PROBLEM TO SOLVE -> Every line in the records below with the string "autumn" is to be copied out.

Region pointing data:
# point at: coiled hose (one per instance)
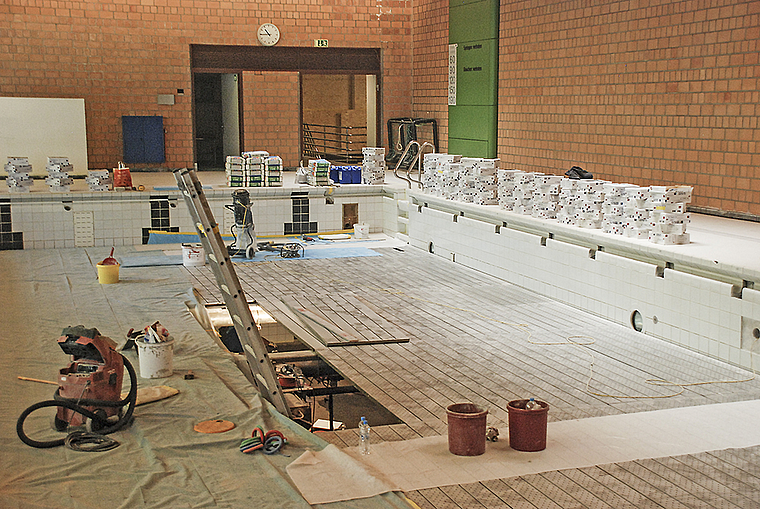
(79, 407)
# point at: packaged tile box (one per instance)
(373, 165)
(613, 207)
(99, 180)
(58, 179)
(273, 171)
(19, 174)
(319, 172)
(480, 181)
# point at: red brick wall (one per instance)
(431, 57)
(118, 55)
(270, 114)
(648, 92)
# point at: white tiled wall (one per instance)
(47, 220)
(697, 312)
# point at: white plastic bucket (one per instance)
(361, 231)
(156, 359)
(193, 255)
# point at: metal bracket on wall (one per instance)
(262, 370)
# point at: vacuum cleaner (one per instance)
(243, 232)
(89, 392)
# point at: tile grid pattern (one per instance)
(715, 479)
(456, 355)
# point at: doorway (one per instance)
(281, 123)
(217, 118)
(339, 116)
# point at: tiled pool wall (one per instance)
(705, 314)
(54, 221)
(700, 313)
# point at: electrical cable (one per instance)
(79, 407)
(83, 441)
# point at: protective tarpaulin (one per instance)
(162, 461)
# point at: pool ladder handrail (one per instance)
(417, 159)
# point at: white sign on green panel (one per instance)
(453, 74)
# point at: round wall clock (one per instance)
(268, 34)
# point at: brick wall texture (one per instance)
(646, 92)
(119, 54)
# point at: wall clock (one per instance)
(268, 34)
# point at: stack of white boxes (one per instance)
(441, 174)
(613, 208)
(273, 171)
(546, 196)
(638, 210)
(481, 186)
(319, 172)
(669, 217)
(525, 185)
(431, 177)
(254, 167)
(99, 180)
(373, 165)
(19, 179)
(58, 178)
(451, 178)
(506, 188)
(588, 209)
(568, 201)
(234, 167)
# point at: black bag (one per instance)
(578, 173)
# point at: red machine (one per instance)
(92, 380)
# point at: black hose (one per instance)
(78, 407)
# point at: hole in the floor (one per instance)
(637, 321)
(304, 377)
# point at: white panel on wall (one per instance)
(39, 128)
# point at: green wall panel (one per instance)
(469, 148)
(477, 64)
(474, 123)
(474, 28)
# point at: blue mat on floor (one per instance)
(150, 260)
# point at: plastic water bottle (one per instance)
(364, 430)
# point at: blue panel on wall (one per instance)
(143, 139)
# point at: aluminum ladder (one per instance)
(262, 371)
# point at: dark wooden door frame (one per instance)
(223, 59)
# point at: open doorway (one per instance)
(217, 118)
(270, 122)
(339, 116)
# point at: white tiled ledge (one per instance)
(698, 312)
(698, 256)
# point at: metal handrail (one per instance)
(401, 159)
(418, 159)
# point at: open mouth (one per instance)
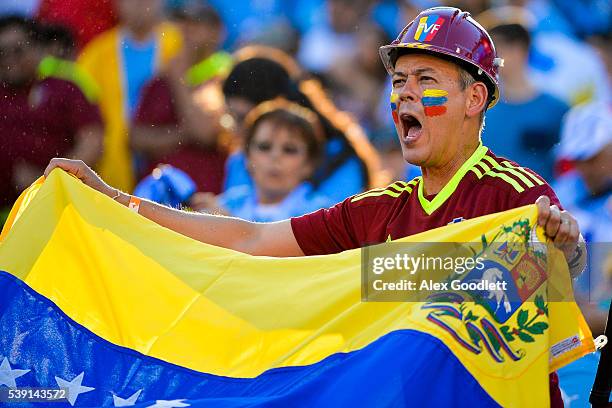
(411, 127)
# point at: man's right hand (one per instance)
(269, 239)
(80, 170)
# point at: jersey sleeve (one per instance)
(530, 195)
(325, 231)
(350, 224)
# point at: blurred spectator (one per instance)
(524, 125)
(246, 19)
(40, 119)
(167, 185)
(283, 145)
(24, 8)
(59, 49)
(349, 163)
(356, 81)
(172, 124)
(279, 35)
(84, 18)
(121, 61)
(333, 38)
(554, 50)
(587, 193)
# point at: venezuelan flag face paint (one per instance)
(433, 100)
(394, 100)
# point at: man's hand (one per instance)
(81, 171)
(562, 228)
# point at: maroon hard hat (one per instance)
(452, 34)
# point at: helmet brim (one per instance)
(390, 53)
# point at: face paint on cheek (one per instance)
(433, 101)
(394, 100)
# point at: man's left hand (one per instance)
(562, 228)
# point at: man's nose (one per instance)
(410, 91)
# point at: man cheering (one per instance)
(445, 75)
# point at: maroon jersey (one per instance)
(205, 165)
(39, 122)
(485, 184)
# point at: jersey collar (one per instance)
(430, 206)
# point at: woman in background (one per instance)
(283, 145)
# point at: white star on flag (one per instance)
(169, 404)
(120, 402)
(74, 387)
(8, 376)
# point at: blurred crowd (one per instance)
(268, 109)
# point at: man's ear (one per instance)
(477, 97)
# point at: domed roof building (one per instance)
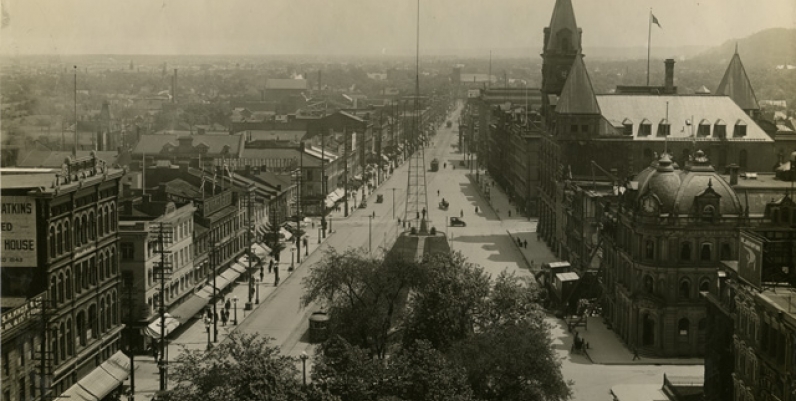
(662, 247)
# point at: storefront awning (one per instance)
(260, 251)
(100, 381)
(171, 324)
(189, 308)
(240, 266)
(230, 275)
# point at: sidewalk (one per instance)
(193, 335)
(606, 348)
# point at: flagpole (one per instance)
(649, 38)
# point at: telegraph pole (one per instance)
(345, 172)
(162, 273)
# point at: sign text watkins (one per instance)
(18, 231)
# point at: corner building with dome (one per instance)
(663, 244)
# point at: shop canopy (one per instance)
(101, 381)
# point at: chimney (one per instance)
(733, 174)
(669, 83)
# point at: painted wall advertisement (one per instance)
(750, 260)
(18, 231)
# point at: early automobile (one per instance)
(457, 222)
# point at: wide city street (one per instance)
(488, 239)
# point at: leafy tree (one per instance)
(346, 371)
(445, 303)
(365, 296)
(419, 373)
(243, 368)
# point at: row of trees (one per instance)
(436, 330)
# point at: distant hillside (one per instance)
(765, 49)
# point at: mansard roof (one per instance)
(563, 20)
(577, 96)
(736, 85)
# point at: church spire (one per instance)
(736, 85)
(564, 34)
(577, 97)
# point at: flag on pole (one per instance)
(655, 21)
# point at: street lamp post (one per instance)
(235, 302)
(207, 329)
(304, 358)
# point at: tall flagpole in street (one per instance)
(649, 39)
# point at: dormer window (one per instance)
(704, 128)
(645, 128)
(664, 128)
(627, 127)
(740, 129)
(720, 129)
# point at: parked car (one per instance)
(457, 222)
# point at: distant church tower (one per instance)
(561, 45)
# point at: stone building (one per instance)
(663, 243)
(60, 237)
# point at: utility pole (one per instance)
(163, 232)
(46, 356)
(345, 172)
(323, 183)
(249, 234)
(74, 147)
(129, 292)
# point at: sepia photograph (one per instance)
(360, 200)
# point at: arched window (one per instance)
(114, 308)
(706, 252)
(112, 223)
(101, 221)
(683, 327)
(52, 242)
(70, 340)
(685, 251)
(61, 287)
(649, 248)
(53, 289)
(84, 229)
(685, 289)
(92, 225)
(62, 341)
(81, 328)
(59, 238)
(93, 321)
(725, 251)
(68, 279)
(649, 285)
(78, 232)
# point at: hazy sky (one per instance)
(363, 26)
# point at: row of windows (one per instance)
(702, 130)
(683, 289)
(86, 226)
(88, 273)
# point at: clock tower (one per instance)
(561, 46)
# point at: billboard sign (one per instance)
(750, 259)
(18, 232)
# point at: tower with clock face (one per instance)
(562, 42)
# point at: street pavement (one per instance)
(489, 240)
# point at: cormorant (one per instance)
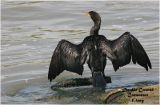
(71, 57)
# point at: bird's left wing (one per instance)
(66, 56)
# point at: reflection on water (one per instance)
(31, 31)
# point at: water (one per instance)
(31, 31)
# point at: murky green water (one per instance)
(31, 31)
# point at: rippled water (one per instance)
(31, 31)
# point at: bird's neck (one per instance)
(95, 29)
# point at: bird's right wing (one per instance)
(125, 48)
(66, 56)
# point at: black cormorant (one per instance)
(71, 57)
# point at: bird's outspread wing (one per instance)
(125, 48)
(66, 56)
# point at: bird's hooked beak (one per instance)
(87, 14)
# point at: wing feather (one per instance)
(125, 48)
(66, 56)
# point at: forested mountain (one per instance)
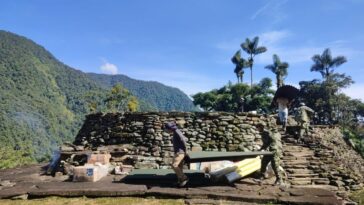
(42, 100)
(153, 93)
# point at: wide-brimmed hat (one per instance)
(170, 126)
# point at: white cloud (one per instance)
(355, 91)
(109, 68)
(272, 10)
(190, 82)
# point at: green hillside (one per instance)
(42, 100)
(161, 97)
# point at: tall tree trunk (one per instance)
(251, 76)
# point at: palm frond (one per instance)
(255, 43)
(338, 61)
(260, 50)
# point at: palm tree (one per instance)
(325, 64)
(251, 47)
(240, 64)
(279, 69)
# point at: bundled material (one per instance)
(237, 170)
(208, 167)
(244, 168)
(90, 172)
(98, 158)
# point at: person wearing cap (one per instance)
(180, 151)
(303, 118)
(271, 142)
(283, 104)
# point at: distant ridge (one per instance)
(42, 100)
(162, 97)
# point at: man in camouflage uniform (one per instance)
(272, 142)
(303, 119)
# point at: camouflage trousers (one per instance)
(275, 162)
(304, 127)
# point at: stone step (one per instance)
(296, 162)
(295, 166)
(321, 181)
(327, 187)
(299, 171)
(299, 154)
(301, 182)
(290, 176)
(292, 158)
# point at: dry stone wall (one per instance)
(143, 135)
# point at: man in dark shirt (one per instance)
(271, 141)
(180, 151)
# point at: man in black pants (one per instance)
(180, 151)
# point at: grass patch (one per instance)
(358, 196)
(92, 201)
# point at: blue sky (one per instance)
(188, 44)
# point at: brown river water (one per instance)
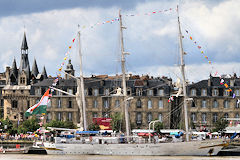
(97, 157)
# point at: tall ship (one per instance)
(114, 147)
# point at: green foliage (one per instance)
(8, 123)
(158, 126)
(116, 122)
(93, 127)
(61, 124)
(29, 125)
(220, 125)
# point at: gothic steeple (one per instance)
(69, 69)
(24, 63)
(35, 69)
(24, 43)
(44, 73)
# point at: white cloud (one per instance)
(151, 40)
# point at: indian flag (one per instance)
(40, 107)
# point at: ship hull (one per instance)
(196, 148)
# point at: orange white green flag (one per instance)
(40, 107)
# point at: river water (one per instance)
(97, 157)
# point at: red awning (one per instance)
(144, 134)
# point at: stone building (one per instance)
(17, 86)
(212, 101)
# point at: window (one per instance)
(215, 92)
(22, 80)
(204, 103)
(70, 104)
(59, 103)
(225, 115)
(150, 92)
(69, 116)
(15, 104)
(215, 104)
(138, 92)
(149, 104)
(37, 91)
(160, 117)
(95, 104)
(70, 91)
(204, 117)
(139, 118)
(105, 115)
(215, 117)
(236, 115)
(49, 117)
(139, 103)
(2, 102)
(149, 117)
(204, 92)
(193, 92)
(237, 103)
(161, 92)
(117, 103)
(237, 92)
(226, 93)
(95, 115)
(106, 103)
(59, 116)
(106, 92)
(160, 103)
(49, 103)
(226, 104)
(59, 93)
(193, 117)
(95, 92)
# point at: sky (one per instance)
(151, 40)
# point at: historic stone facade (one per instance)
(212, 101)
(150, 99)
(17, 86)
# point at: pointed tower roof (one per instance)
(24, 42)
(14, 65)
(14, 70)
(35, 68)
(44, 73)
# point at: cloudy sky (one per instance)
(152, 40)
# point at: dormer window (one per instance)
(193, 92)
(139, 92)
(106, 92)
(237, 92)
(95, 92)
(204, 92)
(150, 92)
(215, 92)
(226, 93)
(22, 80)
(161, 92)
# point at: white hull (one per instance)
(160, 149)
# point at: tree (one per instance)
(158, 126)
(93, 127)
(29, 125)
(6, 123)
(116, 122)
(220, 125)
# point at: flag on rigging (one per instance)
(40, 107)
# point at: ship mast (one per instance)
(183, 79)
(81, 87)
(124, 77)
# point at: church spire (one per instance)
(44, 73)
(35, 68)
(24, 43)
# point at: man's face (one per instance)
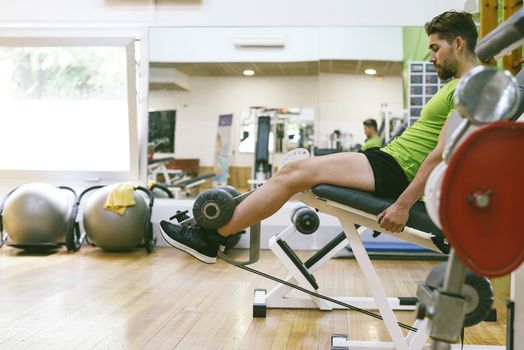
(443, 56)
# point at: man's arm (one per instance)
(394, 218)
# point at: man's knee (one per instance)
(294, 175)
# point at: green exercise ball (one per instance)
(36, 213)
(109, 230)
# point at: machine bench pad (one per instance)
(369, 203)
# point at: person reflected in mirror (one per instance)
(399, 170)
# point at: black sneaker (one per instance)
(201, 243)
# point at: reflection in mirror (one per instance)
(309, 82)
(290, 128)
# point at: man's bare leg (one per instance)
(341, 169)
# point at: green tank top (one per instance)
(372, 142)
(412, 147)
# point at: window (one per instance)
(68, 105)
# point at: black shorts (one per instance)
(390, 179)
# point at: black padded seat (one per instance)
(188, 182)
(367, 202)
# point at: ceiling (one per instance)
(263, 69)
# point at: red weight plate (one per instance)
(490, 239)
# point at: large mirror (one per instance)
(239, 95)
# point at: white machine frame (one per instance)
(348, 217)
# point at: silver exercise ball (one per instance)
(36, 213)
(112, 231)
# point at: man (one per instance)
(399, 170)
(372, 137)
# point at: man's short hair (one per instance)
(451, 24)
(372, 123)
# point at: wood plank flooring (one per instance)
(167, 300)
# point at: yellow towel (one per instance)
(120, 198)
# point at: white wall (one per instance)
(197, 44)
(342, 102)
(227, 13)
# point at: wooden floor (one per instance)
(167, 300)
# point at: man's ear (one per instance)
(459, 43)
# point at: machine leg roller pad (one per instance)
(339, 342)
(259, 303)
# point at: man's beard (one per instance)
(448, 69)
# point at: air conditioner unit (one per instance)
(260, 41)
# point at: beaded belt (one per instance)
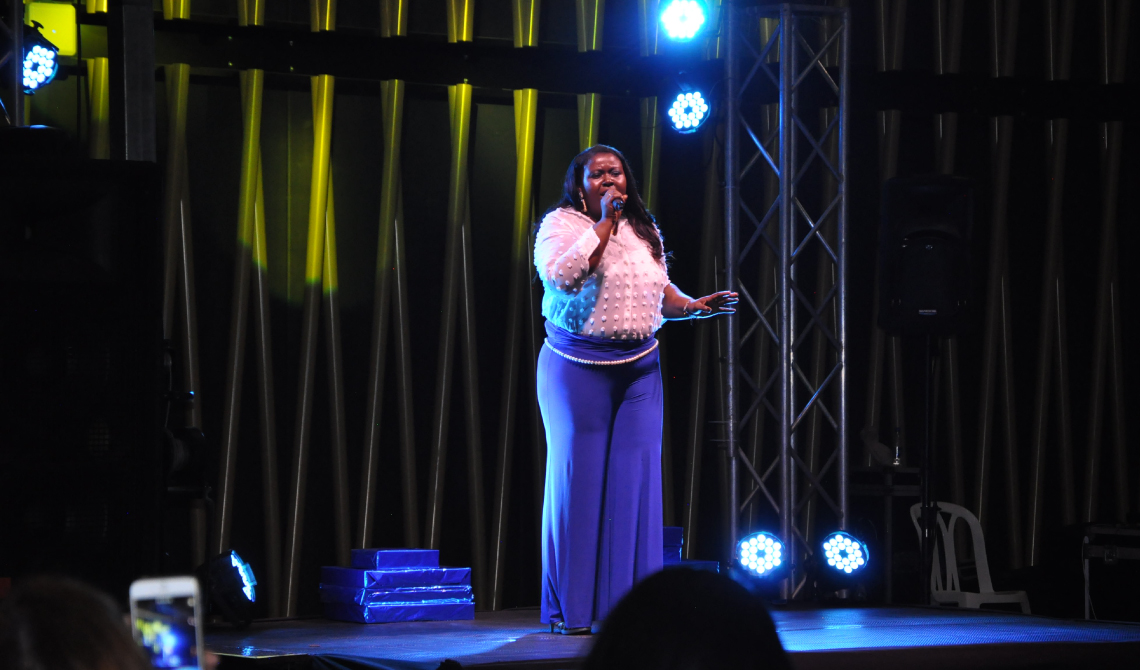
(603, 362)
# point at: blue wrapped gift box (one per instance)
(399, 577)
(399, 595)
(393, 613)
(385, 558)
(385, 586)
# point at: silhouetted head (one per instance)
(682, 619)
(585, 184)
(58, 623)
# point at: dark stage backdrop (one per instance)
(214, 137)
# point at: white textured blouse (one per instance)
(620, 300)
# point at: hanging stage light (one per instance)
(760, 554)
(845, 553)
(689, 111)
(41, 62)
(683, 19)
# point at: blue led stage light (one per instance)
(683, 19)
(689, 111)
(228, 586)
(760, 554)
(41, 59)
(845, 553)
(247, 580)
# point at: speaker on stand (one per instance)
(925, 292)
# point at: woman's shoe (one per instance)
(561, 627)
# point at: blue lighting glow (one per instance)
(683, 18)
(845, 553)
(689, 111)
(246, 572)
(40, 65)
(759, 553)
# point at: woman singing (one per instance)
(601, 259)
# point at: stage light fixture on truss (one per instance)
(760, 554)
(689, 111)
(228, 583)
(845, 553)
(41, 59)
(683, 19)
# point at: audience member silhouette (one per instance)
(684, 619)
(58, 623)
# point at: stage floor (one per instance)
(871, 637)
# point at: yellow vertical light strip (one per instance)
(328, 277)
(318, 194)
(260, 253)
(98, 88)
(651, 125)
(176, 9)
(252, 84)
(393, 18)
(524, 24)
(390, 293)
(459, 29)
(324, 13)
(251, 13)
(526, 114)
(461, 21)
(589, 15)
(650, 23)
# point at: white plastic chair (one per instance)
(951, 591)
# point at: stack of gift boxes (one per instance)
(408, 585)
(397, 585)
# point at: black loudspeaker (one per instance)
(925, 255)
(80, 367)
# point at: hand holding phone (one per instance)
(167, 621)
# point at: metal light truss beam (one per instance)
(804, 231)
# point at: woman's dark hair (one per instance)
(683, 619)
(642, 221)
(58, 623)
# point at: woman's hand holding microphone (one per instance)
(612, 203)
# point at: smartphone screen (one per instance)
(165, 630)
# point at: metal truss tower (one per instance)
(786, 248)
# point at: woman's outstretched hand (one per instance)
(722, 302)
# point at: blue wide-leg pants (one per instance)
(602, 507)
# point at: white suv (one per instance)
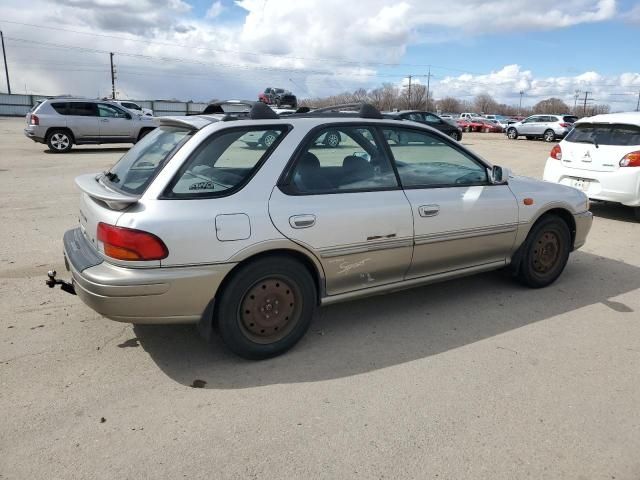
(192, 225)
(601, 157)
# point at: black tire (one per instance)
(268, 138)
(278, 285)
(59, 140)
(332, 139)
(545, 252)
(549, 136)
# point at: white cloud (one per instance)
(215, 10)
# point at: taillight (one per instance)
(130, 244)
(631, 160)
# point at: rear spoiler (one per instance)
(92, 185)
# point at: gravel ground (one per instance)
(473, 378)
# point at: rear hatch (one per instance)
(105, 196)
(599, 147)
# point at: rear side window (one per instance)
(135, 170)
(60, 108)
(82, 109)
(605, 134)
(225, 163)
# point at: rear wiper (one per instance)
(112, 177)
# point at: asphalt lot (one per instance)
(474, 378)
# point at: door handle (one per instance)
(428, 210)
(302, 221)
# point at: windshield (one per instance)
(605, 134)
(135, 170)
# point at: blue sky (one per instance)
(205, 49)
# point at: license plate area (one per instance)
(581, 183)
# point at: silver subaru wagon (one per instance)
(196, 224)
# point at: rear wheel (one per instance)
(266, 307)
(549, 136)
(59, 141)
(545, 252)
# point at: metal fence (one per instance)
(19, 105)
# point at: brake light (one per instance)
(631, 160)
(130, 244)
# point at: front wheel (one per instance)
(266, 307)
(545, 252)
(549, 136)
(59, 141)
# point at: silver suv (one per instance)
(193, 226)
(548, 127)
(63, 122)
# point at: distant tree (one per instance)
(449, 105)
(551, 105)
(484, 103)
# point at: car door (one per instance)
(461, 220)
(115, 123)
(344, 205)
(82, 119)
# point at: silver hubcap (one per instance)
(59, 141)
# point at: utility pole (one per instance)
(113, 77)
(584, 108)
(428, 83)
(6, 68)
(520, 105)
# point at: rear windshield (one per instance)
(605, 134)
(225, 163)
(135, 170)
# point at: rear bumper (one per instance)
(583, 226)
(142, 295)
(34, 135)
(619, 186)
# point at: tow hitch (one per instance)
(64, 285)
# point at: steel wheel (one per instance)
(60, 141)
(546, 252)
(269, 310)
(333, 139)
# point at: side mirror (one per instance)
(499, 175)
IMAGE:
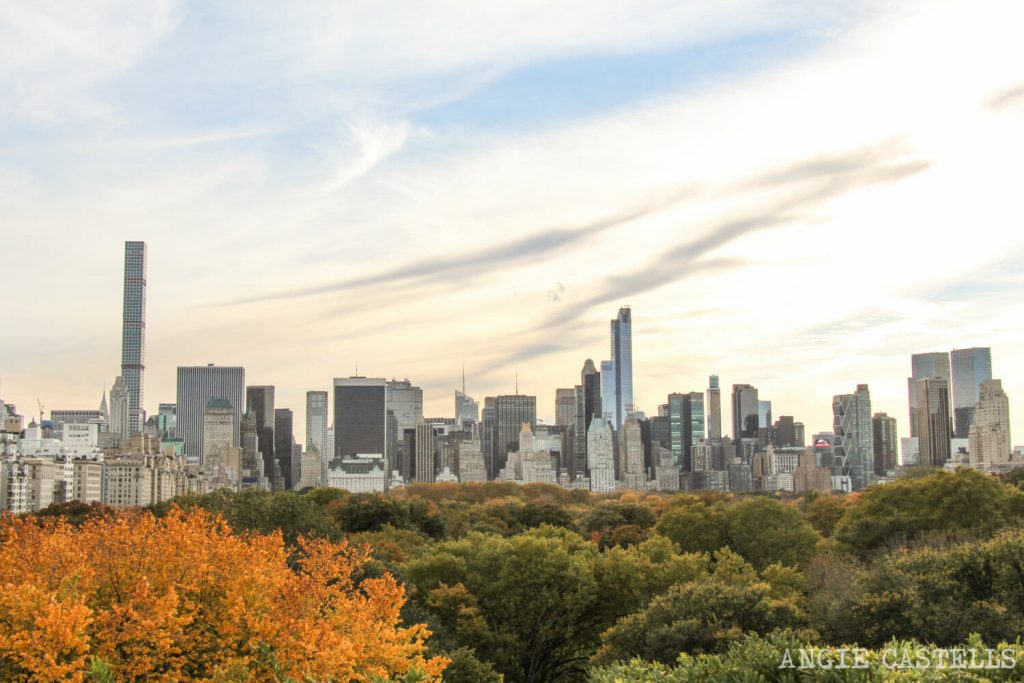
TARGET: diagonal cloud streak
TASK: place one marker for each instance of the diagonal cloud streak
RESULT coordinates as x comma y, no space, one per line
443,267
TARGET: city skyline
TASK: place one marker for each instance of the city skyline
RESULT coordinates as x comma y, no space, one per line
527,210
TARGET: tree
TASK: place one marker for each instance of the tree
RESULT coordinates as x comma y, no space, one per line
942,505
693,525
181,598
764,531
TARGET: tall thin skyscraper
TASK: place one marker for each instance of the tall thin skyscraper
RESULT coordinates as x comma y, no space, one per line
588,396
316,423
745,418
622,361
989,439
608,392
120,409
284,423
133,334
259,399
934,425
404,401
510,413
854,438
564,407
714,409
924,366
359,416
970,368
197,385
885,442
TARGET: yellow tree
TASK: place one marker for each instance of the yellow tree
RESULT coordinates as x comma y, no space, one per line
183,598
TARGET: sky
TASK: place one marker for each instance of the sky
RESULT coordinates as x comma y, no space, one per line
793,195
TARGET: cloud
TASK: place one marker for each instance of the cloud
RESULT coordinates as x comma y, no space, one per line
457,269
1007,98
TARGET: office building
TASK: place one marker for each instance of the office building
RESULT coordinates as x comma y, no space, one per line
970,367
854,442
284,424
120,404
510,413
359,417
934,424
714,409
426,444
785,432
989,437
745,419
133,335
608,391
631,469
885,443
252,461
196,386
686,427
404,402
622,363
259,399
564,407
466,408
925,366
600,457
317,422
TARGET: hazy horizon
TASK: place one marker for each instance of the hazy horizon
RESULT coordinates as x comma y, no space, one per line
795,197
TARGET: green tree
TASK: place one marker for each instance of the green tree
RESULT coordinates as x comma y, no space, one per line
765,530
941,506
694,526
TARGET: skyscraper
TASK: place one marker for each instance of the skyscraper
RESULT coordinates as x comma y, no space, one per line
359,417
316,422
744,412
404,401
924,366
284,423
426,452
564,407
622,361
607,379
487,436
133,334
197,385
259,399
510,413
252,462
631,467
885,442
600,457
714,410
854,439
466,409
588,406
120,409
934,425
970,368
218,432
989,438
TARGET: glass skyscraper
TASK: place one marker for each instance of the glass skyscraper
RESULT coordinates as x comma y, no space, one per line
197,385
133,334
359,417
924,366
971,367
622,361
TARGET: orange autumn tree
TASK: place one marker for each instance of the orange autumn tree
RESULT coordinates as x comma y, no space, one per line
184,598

SOLUTION ->
TARGET: orange autumn tree
TASK: place one marker for each instance of the orange autumn tree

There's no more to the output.